_Directive_.
Rewrite the passage on the .dockerignore audit from the words "A6. .dockerignore audit" through the words "blocks future optimization)", swapping "Remove" for "Delete".

_Excerpted passage_.

A6. .dockerignore audit

  • A6-1. Confirm exclusions: node_modules, **/node_modules, dist, .next, *.log, .env, .env.*, .git, *.bak
  • A6-2. Remove: pnpm-lock.yaml exclusion (was correct under --lockfile=false, blocks future optimization)
  • A6-3. Confirm .docker-deps/ is NOT excluded when tarball path is active

A7. Measure & record

Repo Surface Cold before Cold after Warm before Warm after Notes
clock web
clock backend
peakpulse backend

Use:

time DOCKER_BUILDKIT=1 docker compose build --no-cache backend   # cold
touch backend/src/server.ts && time docker compose build backend  # warm

A8. Config-file COPY audit & canonical pattern (addresses F11, F13)

Photo-based point labeling data:
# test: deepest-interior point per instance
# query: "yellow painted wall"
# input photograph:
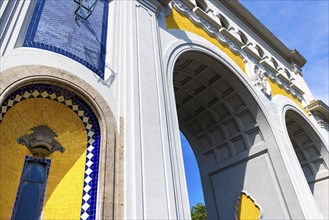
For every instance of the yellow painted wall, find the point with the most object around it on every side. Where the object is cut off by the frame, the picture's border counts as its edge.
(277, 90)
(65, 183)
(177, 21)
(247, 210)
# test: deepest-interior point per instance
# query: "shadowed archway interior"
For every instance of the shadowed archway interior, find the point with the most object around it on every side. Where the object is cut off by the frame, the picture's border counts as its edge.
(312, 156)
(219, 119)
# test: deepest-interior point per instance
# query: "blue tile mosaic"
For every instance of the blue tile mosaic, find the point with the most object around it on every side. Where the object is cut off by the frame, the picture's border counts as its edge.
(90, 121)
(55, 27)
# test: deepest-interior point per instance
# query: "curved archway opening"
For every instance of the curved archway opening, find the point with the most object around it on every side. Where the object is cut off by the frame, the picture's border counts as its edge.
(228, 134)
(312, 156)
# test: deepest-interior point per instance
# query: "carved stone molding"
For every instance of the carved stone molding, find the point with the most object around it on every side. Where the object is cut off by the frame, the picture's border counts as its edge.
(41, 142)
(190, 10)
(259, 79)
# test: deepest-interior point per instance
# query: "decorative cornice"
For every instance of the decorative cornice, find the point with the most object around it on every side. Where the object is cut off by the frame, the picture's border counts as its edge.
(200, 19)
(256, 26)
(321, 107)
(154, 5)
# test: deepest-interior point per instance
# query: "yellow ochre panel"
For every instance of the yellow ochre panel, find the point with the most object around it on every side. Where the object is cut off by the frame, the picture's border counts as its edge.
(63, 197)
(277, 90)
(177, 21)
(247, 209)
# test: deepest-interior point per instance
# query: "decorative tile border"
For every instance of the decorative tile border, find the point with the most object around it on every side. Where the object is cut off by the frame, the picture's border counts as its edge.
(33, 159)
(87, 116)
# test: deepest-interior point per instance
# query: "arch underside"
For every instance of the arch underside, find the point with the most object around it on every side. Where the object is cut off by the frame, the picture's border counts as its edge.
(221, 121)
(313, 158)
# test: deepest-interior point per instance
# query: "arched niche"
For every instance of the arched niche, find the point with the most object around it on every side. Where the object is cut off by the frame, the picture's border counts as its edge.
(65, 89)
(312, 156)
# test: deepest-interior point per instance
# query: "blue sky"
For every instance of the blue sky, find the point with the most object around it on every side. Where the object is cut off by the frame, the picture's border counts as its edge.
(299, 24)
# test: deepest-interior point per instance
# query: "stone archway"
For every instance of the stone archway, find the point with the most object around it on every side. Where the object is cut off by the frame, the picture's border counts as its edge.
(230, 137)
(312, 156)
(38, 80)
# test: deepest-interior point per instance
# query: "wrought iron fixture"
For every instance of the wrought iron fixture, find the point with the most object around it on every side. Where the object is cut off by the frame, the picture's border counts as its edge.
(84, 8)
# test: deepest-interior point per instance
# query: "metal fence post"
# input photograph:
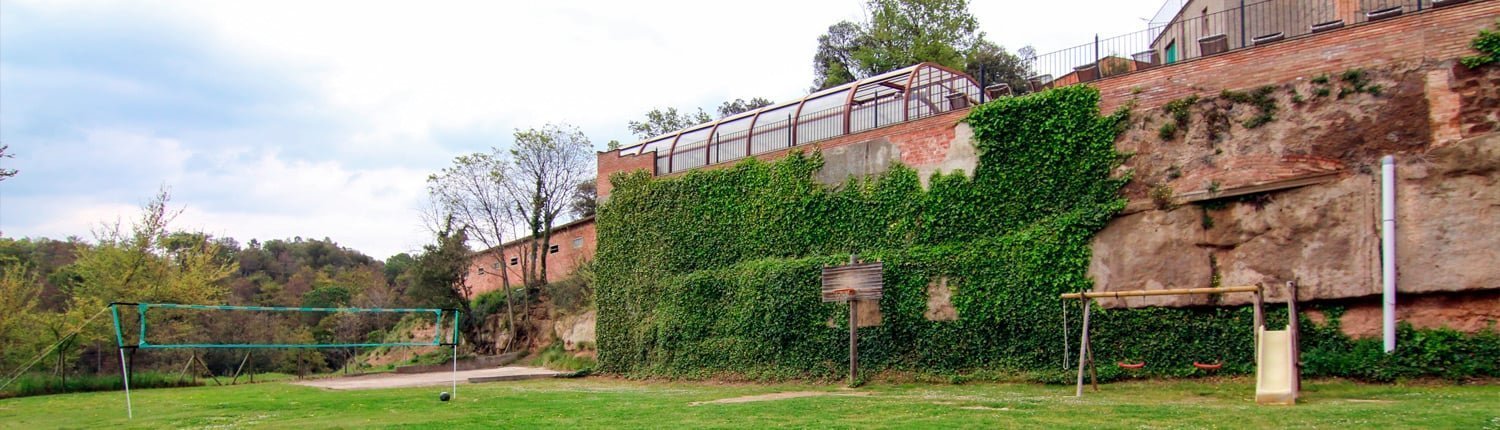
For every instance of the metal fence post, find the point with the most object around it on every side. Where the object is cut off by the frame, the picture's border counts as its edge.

_Task answer_.
A6. .dockerignore audit

  • A6-1. Confirm exclusions: node_modules, **/node_modules, dist, .next, *.log, .env, .env.*, .git, *.bak
  • A6-2. Delete: pnpm-lock.yaml exclusion (was correct under --lockfile=false, blocks future optimization)